— begin EXTRACTED DATA —

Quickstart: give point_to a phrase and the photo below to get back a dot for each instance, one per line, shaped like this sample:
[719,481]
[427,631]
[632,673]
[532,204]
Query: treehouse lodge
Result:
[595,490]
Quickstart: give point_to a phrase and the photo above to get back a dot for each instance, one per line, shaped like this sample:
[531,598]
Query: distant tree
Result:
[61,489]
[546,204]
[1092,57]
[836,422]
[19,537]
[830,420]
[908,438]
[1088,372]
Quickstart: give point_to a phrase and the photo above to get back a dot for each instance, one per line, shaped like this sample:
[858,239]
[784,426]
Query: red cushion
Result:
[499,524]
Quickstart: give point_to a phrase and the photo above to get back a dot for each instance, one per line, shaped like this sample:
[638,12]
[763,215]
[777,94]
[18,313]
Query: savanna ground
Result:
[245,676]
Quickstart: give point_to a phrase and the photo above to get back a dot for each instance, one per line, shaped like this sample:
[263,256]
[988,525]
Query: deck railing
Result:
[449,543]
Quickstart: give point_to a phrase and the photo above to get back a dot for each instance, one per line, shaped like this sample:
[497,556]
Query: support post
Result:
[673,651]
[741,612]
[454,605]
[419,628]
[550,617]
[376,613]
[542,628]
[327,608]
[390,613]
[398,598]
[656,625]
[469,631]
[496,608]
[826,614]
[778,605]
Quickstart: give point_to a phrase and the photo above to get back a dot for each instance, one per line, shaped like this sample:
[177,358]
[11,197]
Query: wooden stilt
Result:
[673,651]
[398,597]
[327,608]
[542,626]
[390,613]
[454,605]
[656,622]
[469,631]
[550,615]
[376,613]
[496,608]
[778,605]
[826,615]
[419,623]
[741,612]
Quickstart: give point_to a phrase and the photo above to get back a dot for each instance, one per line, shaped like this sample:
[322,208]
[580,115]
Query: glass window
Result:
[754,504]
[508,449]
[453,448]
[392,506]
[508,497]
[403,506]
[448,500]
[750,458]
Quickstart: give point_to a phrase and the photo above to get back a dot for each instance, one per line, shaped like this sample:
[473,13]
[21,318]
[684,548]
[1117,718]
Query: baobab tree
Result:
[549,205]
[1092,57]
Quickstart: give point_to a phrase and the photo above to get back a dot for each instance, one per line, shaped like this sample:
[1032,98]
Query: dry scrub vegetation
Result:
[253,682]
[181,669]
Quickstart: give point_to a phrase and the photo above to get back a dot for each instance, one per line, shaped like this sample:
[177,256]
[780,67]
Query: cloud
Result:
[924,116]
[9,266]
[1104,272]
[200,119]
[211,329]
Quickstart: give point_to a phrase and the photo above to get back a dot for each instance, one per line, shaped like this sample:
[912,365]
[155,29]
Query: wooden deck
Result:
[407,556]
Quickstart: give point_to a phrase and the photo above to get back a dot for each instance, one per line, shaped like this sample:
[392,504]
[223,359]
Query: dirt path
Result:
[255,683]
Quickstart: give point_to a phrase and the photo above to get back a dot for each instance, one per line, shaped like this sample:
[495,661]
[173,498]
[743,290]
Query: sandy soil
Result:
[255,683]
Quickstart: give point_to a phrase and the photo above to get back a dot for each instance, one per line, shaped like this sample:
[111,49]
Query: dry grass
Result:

— end EXTRACTED DATA —

AIM OF THE EXERCISE = Which lines of the data above contain the word "deck"? List each of them in full.

RESULT =
Query: deck railing
Query: wooden deck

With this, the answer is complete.